• **WORK TO DO**
Continue the faculty profile listing below, starting after its last sentence.

Esther Brimmer, Professor of Practice of International Affairs
Dr. Brimmer has published several articles and monographs and edited eight books on transatlantic and international affairs.
Robert J. Cottrol, Professor of Law, of History, and of Sociology; Harold Paul Green Research Professor of Law
Robert J. Cottrol joined the law school faculty in 1995 as a visiting professor of law of legal history. Previously, he taught at Rutgers University and Boston College, and had visited at the University of Virginia. As well as specializing in American legal history, Professor Cottrol has also taught torts and criminal law. His writings on law and history have appeared in the Yale Law Journal, Georgetown Law Journal, American Journal of Legal History, Law and Society Review, Slavery and Abolition: A Journal of Slave and Post-Slave Studies and American Quarterly, among others.
He is the author of The Afro-Yankees: Providence’s Black Community in the Antebellum Era (selected by Choice as an outstanding academic book for 1983), editor of Gun Control and the Constitution: Sources and Explorations on the Second Amendment (Book of the Month selection by the History Book Club), and From African to Yankee: Narratives of Slavery and Freedom in Antebellum New England (1998). Professor Cottrol’s book Brown v. Board of Education: Caste, Culture and the Constitution (2003) won the Langum Project Prize for Historical Literature in 2003 and was a “Book-of-the-Month” selection of the History Book Club. Most recently, he has authored The Long, Lingering Shadow: Slavery, Race, and Law in the American Hemisphere (2013).
He is currently doing research contrasting the role of law in the development of systems of slavery and racial hierarchy in the United States and Latin America. He has lectured on American law at the Federal Universities of Santa Catarina and Rio Grande do Sul in Brazil and the University of Buenos Aires and La Universidad del Museo Social in Argentina.
Alexander S. Dent, Associate Professor of Anthropology and International Affairs
Dr. Dent received his Ph.D. in 2003 from the Department of Anthropology at the University of Chicago. From 2003-04, he was Visiting Assistant Professor of Anthropology at the University of Oklahoma, and he held the Earl S. Johnson Postdoctoral Fellowship at the University of Chicago from 2004-05. He has done extensive fieldwork in Brazil, and comparative work in the United States in New Jersey, Oklahoma, Washington, DC, and Chicago, IL. In 2006, Dr. Dent was appointed the Associate Editor of the journal Anthropological Quarterly. He has published in journals such as Popular Music and Society, The International Journal of the History of Sport, and Anthropological Quarterly.
Luciana Duccini, Visiting Fulbright Scholar
Dr. Duccini possesses an undergraduate degre in Communications conferred by the Methodist Institute of São Paulo, and obtained her doctorate in Social Sciences at the Federal University of Bahia (UFBA). While also being the Spring 2017 Visiting Fullbright Scholar, she is also an adjunct professor at the College of Social Sciences at the Federal University of the Vale do São Francisco. With extensive knowledge and research projects in the fields of Sociology and Anthropology, most particularly focusing on religion, identity and corporality, Dr. Ducinni will be offering an undergraduate course during the Spring 2017 semester, IAFF3187: Brazil: Population, Ethnicity and Identity.

• **Named object pointing entries**
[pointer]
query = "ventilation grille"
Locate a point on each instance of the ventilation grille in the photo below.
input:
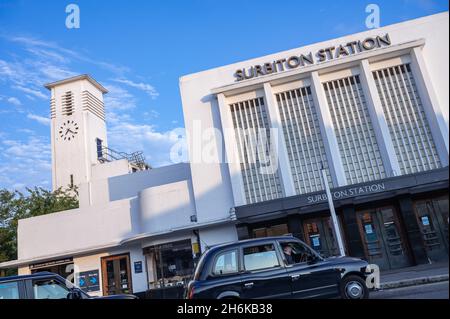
(410, 132)
(304, 143)
(251, 125)
(92, 104)
(52, 108)
(356, 139)
(67, 103)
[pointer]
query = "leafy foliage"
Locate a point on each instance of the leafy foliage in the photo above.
(15, 205)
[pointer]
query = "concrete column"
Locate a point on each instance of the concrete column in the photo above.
(280, 144)
(413, 232)
(378, 120)
(327, 131)
(353, 238)
(430, 102)
(231, 151)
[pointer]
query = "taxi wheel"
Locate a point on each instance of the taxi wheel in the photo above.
(354, 287)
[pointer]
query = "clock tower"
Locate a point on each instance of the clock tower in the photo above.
(78, 129)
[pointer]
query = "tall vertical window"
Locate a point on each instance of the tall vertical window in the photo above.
(355, 136)
(253, 139)
(99, 143)
(410, 132)
(303, 140)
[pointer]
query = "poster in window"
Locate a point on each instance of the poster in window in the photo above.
(89, 280)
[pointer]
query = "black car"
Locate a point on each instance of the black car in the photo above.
(45, 285)
(275, 267)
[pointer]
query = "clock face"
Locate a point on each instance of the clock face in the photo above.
(68, 130)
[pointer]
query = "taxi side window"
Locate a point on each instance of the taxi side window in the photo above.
(226, 263)
(9, 290)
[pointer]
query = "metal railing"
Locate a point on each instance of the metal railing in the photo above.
(136, 159)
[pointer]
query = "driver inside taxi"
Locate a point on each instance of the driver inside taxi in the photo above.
(293, 254)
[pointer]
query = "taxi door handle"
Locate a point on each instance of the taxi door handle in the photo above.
(248, 285)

• **RESULT OF THIS TASK**
John Garrison, Adjunct Faculty Member
John Garrison has worked at the World Bank since 1996 as a Civil Society Specialist. He spent the first five years working in the Bank’s office in Brasilia, Brazil where he carried out research, organized outreach activities, and helped supervise Bank projects geared to improving World Bank – civil society relations. Since 2010 he has led the Bank’s Civil Society Team in Washington which coordinates the Bank’s civil society engagement efforts at the global level. Before joining the Bank, Mr. Garrison spent most of his career working with international development and human rights issues. He has worked with a variety of non-governmental, faith-based, and governmental organizations in Brazil and the United States. Mr. Garrison holds a masters degree in Latin American Studies from Vanderbilt University and has published numerous reports, articles, and blogs on grassroots development and civil society.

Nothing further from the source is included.